▸ WHAT YOU HAVE TO DO:
Output every line below exactly, please, omitting pictures.

[DATA SHOWN]

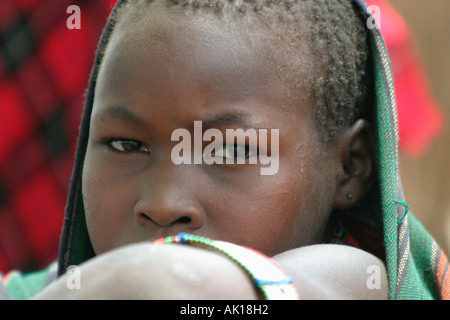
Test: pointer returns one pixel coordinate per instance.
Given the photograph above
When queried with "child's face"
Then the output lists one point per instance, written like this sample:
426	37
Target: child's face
160	76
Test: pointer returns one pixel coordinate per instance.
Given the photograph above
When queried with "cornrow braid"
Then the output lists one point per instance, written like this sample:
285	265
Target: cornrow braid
337	73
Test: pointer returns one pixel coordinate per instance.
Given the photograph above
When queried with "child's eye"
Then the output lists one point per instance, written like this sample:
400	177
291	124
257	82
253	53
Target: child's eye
230	151
124	145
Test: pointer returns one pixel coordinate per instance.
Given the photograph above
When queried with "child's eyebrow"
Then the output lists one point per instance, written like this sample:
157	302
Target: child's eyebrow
120	113
232	118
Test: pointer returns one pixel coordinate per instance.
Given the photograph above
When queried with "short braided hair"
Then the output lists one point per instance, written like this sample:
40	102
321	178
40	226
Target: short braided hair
338	77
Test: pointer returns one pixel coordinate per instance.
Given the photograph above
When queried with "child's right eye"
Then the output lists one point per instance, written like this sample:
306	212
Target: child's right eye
128	146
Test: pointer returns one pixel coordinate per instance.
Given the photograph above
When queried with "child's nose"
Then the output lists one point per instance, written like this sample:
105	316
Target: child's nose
167	201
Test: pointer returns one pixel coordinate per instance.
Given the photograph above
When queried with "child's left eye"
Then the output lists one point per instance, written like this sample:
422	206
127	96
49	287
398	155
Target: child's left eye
234	151
127	146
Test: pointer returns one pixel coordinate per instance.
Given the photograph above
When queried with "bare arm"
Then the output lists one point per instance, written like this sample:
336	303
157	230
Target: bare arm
335	272
147	271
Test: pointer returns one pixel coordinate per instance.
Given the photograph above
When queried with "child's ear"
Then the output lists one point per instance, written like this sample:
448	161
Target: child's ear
356	151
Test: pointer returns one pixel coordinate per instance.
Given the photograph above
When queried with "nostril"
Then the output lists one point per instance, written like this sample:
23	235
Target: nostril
184	219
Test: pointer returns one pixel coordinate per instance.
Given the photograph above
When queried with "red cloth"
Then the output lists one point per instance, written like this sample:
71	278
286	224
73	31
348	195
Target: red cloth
44	71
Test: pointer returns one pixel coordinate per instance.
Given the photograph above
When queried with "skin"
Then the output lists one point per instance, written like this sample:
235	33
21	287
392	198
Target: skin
191	69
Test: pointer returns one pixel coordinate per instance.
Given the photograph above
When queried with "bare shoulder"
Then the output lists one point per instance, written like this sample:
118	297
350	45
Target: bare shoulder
329	271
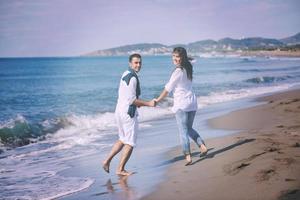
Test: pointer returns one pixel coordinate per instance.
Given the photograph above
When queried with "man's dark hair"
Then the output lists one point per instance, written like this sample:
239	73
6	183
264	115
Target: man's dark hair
135	55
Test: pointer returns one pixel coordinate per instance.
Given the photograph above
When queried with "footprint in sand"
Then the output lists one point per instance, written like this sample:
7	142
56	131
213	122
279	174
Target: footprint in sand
236	167
265	174
290	194
285	161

[/DATA SHOWN]

▸ SOLUTION TO THE EXERCISE:
Test: pointer returns one pixel coordinate per instance.
Given the photograph above
When queried with "child's face"
Then the output lists one point per instance, written like this sample:
426	37
Target: child's face
160	76
Test: pointer returns one pixel coordinate per instance.
Given the photograph above
When queried with "cornrow braid"
Then the output lists one point per instance, written like this sample:
285	265
Target: cornrow braid
337	73
Test: pointer returns one pixel coordinate per instance.
Given the photograph above
When queried with "child's eye"
Then the output lists one point per instance, written like this sample:
400	177
291	124
257	82
253	53
Target: child's eye
230	151
124	145
Test: pointer returns one pixel coordinate per instance.
Given the photograph above
When queried with "child's eyebrow"
Then the output lists one point per instance, written like this sample:
157	302
Target: child's eyebrow
120	113
232	118
Test: pointer returns one pixel coordinate per instance.
Given the photograph above
When queried with "short braided hair"
Then the output lists one point per instance, written like this sample:
40	102
321	178
40	226
Target: short braided hair
338	77
Test: pointer returns one pixel coordinate per instance.
Given the photograph above
When queried with "child's right eye"
Then the output lists one point per instance, written like this sample:
306	212
Target: child's right eye
128	146
Test: pointer returns one pixel coordinate per instance.
Given the photograph above
When queried with "child's nose"
Then the output lists one point per instance, written like this sample:
105	316
Target: child's nose
167	201
Test: pointer returns one pixel coordinate per instance.
Given the photograph above
When queried with "child's left eye"
Then the output lists one point per instance, written like this sample:
422	206
127	96
49	287
398	155
Target: child's left eye
234	151
127	146
Test: pointer returns one pixel coordinate per instance.
Given the photograph above
When queried with "bare arm"
Then the output lists one point per instance, written like this sample:
336	303
157	230
Target: bare arm
335	272
147	271
Test: pointer returns one pixel coordinate per instance.
Given the photograph above
When queried with "child's ear"
Then the output lists one point per instance, written like this sample:
448	161
Target: child's ear
356	151
Test: pointer returns one pixel coordinate per instance.
Given the photograph above
When queried with "nostril"
Then the output lists one point per instance, written like this sample:
23	235
Target: nostril
184	219
Test: pointer returns one pixel coordinate per instance.
Given the photograph above
When queried with "red cloth"
Then the output lists one point per instance, written like this sample:
71	278
286	224
73	31
348	195
Target: red cloth
44	71
Test: pointer returns one pixel coordinate per instance.
Given the photograph above
When queried with "skin"
Then the output lists one point per instance, written like this sample:
235	33
21	287
392	198
Target: skin
191	69
Test: pointer returns one pixel coordinate per instance.
Given the photograph above
When queried with "bare shoulder"
Then the output lists one point per instance, written like this sample:
118	297
350	45
Target: bare shoulder
329	271
Test: pointer returns one pixel coordinate per instance.
Given the photograph above
When queried with "man's dark hair"
Then the output lists one point per instance, written like this sample:
239	73
6	183
264	115
Target: man's dark hair
135	55
Test: pointer returns one pixel coordinate per instance.
Given the photograph above
When queried with "footprint in sand"
Then the output lists one point per instance, written like this sample:
7	142
56	131
213	122
279	174
Target: footprint in sand
236	167
265	174
290	194
285	161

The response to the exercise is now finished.